* **Extrait**:
C’est ainsi que la Physique venge, si cela se peut dire, de tems en tems les Physiciens du peu de cas que le peuple (& il y en a de plus d’une espece) fait de leurs occupations : elle leur offre des faits si singuliers & si extraordinaires, que les moins curieux ne peuvent s’empêcher de sortir de leur indifférence, pour venir les admirer.

Quelque singulier & extraordinaire que l’empressement dont nous venons de parler puisse paroître, on voit cependant qu’il a une espece de fondement dans la nature de la chose elle-même. En effet, tous les différens phénomenes que nous offre la Physique ne piquent pas également la curiosité ; il y en a beaucoup où il n’y a point à admirer pour qui ne sait pas penser ; mais dans celui-ci le merveilleux s’y voit, s’y ressent pour ainsi dire. Quoi de plus surprenant, en effet, qu’une bouteille qui ne produit aucune sensation, qui paroît n’avoir apporté aucun changement à votre état, & dont l’effet est tel cependant, que lorsque vous l’empoignez, l’étincelle que vous tiriez auparavant du conducteur sans aucune conséquence en n’éprouvant qu’une légere douleur, vous fait ressentir alors une violente commotion dans les bras & dans la poitrine si brusquement & avec tant de rapidité, qu’il est impossible de l’exprimer.

C’est à Leyde que cette fameuse expérience se fit pour la premiere fois, au commencement de Janvier de l’année 1746. Comme l’on fut quelque tems avant de savoir précisément qui en étoit l’auteur, M. l’abbé Nolet lui donna le nom d’expérience de Leyde’ & le merveilleux de ses effets paroissant venir uniquement de la bouteille dont on se sert pour la faire, on l’appella aussi en conséquence la bouteille de Leyde.

Depuis on a appris que nous devions cette découverte à M. Cuneus, d’une des premieres familles de cette ville, qui aime & cultive la Physique. Il la fit par hasard un jour qu’il s’occupoit à repéter quelques expériences d’électricité. [Ceci est tiré d’une note qui se trouve à la page 3 du mémoire de M. l’abbé Nolet sur l’expérience de Leyde, inseré dans les mémoires de l’académie des Sciences de l’année 1746.]

Je me suis un peu étendu sur l’historique de cette expérience, sur l’éclat & la réputation qu’elle a donné à l’électricité ; mais j’ai cru que dans un ouvrage consacré à transmettre à la postérité les découvertes des différens siecles, & les circonstances qui les ont accompagnées, on ne seroit pas fâché de trouver une histoire abregée de celle-ci.

On conçoit que cette nouvelle expérience, ou plutôt ce nouveau phénomene de l’électricité, reveilla l’ardeur des Physiciens, & qu’ils s’empresserent à l’envi de reconnoître toutes les différentes circonstances qui l’accompagnent, afin d’en découvrir les causes ; c’est aussi ce qui arriva. De-là il est facile d’imaginer qu’il a dû résulter un nombre infini d’expériences qu’il seroit inutile & même impossible de rassembler ici.

Afin de satisfaire cependant à ce que le lecteur a droit d’attendre de nous à ce sujet, nous exposerons

ce qui regarde ce phénomene d’une maniere assez étendue, pour qu’il lui soit facile ensuite de se former une idée de la plûpart des expériences qui n’en sont que des suites.

* **Lignes fournies**:
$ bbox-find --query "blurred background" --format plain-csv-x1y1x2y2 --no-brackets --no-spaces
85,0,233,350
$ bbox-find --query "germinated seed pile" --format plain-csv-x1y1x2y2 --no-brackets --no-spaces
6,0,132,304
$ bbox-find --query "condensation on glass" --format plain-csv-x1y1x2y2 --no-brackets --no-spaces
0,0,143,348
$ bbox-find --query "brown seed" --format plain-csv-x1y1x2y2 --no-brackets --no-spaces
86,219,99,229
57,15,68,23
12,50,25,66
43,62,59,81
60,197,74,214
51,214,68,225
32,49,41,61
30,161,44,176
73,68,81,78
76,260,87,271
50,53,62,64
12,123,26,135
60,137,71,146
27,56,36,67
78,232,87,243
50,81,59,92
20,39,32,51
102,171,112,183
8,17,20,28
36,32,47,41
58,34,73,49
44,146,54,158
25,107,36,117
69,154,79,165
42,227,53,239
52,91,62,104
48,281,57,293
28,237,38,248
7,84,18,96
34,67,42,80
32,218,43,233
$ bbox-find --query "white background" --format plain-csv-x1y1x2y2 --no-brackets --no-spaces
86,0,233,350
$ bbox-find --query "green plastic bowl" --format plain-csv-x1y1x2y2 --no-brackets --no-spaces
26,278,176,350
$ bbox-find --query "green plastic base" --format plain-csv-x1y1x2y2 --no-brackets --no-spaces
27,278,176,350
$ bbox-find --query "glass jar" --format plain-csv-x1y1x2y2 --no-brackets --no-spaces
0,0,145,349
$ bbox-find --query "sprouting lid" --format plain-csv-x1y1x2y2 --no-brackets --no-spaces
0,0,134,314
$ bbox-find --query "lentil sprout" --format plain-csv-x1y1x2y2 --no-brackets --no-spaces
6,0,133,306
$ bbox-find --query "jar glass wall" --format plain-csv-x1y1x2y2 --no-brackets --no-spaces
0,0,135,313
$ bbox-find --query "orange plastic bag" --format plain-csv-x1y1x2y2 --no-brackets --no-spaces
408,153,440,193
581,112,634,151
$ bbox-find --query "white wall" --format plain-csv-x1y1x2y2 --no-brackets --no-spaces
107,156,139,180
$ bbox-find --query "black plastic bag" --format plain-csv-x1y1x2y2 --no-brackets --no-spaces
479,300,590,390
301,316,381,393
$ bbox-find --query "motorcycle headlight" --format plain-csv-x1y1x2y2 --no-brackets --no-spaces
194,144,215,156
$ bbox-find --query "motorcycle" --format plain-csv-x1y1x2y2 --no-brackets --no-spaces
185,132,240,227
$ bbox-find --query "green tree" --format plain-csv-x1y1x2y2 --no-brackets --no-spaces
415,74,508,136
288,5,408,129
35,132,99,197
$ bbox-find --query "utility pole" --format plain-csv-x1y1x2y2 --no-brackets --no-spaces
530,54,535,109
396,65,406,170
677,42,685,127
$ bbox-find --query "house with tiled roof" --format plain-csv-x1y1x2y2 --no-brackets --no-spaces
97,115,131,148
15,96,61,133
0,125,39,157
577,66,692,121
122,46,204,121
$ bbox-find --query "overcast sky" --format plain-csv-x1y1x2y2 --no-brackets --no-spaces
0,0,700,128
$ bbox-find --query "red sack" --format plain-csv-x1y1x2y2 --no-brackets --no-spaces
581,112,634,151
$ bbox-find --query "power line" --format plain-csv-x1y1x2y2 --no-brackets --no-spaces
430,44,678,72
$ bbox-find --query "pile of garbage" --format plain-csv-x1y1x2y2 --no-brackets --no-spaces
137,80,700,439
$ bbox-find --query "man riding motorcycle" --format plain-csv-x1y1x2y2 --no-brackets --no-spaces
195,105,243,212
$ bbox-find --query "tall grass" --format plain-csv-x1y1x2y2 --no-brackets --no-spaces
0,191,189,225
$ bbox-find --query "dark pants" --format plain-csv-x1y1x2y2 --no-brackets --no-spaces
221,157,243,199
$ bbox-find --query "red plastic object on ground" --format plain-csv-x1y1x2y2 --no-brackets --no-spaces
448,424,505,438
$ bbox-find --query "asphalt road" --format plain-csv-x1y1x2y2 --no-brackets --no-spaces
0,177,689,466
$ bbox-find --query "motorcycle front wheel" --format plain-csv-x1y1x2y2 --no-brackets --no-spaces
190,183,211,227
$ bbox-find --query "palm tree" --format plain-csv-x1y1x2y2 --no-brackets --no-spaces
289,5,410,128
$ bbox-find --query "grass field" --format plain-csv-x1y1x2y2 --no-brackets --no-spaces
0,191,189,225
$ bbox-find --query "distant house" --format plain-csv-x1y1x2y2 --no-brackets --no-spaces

* **Consignes**: Reprenez l'extrait sur l'expérience de Leyde à la suite de sa dernière phrase et poursuivez-le.

* **Réponse attendue**:
Pour exécuter ceci d’une maniere plus abrégée, nous commencerons par donner le plus succintement que nous pourrons, une idée de plusieurs propriétés des corps électrisables par communication, & de ceux qui ne le sont pas, dont il sera traité plus amplement à l’article Electricité, auxquels il nous paroît que l’on doit attribuer ce qui arrive dans l’expérience du coup foudroyant ; ensuite nous montrerons par l’analyse des faits qu’elle nous présente, qu’ainsi que nous venons de l’avancer, elle n’est qu’une suite de ces propriétés. Au reste, si nous avons suivi cette voie, c’est que nous avons cru pouvoir par son moyen donner un ordre plus systématique à cet article, & exposer plus méthodiquement ce qui en dépend ; car nous ne prétendons nullement donner comme une véritable explication des causes de cette expérience ce que nous disons à ce sujet (quoiqu’en le faisant nous ayons tâché de ne suivre d’autre guide que l’analogie des faits), mais plutôt comme une hypothese, des conjectures, ou tout ce que l’on voudra sur ces causes. Pour faire voir que nous regardons cette explication exactement sur ce pié, nous ajoûterons celles qu’ont donné de la même expérience les plus habiles Physiciens, afin que le lecteur puisse choisir, & ne se déclarer que pour celle qui lui paroîtra le mieux quadrer avec les faits.

Au reste, nous n’oublierons rien dans cet article pour rendre justice à tous les Physiciens qui ont travaillé sur cette matiere ; & si par hasard nous y manquions, nous les prions de croire que c’est faute d’avoir été bien instruits, & non pour leur ôter rien d’une gloire aussi légitime que celle qui leur revient de leurs travaux.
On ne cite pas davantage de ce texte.